- _Tasks to carry out_
**A.** Check three statements against the question about polynomial coefficients below and decide whether each one agrees with it: (i) f and g are both of degree n; (ii) the constants $v_{1}, \dots, v_{2n}$ are unknown; (iii) the number of given points is 2n. For each, answer yes or no and quote the deciding words of the question.
**B.** Continue the question about polynomial coefficients below, starting after its final sentence.

- _Excerpted passage_
** Begin **

Is it possible to determine the coefficients of two polynomials, if we are given 2n different points at which they cross each other ?
In other words, If $f(p) = \sum_{i}\alpha_{i}p^{i}$ and $g(p) = \sum_{i}\beta_{i}p^{i}$ are two $n-$degree polynomials and we have $\{p_{1}, p_{2}, \dots, p_{2n}\}$ such that:
$v_{1}f(p_{1}) = g(p_{1})$
$v_{2}f(p_{2}) = g(p_{2})$
$\vdots$
$v_{2n}f(p_{2n}) = g(p_{2n})$
where $v_{1}, \dots, v_{2n}$ are all known constants, $v_{i}\neq v_{j}$.
Is that enough to determine $\{\alpha_{0}, \dots, \alpha_{n}, \beta_{0}, \dots, \beta_{n}\}$ ?

** End **

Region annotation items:
** Begin **

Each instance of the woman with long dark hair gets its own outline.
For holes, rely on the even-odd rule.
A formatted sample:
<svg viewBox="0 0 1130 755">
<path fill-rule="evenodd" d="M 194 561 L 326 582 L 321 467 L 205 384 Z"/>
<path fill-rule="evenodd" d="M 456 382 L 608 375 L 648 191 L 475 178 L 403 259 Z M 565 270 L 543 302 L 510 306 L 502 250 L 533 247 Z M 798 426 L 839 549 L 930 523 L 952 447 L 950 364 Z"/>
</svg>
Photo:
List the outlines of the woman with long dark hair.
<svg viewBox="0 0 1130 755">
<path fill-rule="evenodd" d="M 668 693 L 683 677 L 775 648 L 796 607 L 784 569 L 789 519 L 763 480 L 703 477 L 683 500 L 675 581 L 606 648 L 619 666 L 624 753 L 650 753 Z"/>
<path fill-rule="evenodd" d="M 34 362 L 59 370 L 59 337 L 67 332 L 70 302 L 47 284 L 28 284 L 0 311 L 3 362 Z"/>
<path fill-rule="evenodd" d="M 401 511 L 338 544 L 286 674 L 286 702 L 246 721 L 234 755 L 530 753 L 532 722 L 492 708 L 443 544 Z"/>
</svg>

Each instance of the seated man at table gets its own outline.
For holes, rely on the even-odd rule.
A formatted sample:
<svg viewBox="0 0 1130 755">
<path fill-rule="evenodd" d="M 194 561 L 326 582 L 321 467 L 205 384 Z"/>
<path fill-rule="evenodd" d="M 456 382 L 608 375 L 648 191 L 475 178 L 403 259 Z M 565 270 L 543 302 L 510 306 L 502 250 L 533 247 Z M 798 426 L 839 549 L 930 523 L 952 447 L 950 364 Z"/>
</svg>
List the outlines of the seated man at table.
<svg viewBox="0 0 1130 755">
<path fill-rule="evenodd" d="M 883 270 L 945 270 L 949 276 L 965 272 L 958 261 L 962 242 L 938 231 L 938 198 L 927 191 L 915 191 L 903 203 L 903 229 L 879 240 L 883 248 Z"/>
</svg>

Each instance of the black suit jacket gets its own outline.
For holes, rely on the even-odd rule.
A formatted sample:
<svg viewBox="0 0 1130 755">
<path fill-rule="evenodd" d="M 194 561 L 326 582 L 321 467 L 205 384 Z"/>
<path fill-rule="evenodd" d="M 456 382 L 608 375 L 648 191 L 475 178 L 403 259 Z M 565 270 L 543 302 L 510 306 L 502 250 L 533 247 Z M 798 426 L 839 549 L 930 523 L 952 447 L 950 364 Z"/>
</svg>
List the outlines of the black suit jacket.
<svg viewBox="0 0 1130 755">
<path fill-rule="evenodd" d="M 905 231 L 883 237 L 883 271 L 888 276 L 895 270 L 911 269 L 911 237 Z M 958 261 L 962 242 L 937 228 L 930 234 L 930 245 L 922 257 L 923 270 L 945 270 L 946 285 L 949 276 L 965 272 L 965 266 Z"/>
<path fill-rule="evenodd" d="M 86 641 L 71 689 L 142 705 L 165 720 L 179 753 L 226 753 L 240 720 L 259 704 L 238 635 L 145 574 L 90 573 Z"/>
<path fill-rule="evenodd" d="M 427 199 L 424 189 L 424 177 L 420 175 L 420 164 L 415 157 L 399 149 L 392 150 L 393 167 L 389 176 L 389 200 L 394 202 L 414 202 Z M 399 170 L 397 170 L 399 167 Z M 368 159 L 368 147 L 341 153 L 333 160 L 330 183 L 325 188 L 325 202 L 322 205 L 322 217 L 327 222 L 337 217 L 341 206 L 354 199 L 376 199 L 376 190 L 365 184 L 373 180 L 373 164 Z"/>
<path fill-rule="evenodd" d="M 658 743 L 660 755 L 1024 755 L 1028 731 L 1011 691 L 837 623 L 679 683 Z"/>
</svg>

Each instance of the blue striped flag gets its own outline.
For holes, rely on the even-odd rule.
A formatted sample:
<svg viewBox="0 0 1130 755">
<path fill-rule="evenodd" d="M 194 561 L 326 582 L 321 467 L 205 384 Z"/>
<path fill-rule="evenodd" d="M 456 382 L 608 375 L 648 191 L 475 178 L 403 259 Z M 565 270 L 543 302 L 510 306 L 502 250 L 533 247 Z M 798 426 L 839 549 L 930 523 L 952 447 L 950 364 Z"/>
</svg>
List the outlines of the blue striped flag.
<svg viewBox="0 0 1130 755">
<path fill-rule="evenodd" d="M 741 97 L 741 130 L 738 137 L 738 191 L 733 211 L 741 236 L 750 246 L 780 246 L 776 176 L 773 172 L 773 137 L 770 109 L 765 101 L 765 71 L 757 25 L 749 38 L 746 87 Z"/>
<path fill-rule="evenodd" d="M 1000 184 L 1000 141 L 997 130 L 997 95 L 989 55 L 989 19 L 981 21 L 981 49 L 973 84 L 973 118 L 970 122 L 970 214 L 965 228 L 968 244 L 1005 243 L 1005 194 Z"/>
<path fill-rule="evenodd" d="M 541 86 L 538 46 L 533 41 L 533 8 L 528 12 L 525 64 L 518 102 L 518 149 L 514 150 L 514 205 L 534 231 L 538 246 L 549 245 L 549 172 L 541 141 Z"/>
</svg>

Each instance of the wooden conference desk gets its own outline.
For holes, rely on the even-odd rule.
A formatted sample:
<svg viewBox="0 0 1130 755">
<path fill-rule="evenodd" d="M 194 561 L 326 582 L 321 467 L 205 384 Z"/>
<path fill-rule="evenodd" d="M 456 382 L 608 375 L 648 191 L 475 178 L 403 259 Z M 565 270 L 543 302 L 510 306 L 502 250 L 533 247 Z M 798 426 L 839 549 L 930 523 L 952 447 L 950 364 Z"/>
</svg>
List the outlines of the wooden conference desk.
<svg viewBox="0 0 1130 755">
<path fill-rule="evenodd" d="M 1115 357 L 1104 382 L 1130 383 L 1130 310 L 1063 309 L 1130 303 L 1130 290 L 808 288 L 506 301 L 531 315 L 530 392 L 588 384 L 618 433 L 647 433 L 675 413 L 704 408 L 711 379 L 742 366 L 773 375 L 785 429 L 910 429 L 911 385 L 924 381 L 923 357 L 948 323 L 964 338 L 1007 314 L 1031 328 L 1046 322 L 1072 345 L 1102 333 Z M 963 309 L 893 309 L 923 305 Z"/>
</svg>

** End **

- _Responses in order_
**A.**
(i) Yes: "are two $n-$degree polynomials"
(ii) No: "where $v_{1}, \dots, v_{2n}$ are all known constants"
(iii) Yes: "if we are given 2n different points"

**B.**
I understand each crossing would provide us a linear constraint on the coefficients. Hence my intuition would be that 2n different crossings give 2n linearly independent constraints. But then, when I try examples or even try to express all the constraints as a matrix form, I get a homogeneous system of linear equations, whose only solution turns out to be $\alpha_{i} = 0 = \beta_{i}$.
Can anyone please help.